### WHAT YOU ARE ASKED TO DO
Locate each line in the rows below that contains the string "sign", and copy every such line. Case counts.

### MATERIALS PROVIDED
↓↓↓
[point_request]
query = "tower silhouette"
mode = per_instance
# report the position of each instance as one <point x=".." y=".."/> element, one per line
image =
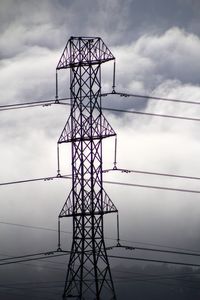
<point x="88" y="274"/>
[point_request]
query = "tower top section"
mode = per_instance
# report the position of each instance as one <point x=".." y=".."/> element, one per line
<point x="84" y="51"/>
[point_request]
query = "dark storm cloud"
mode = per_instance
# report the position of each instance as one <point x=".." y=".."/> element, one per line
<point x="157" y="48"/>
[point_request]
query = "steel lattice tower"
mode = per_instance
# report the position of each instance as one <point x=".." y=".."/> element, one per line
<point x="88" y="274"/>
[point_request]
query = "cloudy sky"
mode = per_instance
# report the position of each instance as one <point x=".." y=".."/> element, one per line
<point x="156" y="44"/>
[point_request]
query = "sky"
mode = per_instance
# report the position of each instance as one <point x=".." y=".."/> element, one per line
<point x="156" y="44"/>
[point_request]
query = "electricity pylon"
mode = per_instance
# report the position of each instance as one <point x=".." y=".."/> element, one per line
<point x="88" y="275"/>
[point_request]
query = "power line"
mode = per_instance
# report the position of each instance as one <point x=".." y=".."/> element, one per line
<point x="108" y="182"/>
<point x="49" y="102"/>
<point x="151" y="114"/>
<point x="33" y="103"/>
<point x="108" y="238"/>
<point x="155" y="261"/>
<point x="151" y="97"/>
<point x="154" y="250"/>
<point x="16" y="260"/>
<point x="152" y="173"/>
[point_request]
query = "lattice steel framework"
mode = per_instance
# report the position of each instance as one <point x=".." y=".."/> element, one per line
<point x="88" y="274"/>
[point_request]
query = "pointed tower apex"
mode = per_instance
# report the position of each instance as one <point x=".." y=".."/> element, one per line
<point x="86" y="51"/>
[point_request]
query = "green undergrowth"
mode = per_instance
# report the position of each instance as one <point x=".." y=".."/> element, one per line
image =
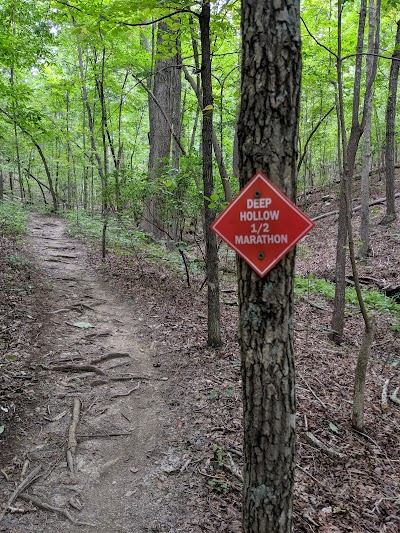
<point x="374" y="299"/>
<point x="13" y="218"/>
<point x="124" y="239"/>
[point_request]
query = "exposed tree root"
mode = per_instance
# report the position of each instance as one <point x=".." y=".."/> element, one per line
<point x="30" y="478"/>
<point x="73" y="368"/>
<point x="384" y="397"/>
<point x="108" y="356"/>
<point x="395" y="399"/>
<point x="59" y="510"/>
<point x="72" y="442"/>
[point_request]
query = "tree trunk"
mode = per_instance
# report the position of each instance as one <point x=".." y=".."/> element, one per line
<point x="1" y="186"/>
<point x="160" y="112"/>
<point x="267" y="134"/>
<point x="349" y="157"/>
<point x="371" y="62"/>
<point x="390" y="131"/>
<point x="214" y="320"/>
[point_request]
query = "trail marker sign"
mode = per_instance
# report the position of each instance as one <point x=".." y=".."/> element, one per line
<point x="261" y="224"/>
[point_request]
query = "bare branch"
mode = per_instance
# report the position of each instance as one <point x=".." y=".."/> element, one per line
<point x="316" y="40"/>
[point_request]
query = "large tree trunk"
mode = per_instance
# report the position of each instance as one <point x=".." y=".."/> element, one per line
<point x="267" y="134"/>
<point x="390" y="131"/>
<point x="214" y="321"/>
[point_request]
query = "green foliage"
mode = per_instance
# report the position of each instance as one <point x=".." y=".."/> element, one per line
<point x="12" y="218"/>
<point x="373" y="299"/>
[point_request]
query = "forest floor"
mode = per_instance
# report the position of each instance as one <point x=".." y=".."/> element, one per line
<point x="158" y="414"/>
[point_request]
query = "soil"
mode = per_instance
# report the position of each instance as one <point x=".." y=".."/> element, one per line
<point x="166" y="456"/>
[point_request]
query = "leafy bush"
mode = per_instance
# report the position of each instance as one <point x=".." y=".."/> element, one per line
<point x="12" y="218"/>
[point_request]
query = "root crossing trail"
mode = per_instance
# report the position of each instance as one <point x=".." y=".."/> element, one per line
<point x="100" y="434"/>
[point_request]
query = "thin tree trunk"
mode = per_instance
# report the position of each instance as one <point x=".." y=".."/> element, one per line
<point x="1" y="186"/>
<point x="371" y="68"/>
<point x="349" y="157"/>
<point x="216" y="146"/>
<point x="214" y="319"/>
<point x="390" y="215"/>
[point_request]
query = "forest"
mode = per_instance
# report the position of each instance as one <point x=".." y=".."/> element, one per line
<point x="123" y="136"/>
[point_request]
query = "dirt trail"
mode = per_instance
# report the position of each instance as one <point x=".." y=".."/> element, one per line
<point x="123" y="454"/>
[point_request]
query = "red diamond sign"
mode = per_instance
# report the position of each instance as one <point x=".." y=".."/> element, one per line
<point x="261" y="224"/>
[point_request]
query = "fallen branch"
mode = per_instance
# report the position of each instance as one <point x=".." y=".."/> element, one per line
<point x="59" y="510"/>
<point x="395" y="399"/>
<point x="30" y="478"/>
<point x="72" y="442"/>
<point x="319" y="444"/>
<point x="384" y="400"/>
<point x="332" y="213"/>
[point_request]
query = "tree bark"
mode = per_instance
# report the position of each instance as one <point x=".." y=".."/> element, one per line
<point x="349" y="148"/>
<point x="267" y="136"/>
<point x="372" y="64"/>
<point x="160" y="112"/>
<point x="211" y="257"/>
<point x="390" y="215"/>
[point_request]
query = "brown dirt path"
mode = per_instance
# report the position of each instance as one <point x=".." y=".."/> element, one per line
↑↑↑
### FINAL RESULT
query = "trail marker sign"
query = "red diamond sign"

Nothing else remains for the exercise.